■ **The data**

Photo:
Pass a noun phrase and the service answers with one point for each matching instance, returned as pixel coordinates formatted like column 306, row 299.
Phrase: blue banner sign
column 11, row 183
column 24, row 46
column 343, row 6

■ **Exercise objective**
The records must each be output verbatim, with nothing left out.

■ **Task solution**
Photo:
Pass a noun phrase and the service answers with one point for each matching instance, returned as pixel coordinates formatted like column 306, row 299.
Phrase: blue banner sign
column 11, row 183
column 24, row 46
column 343, row 6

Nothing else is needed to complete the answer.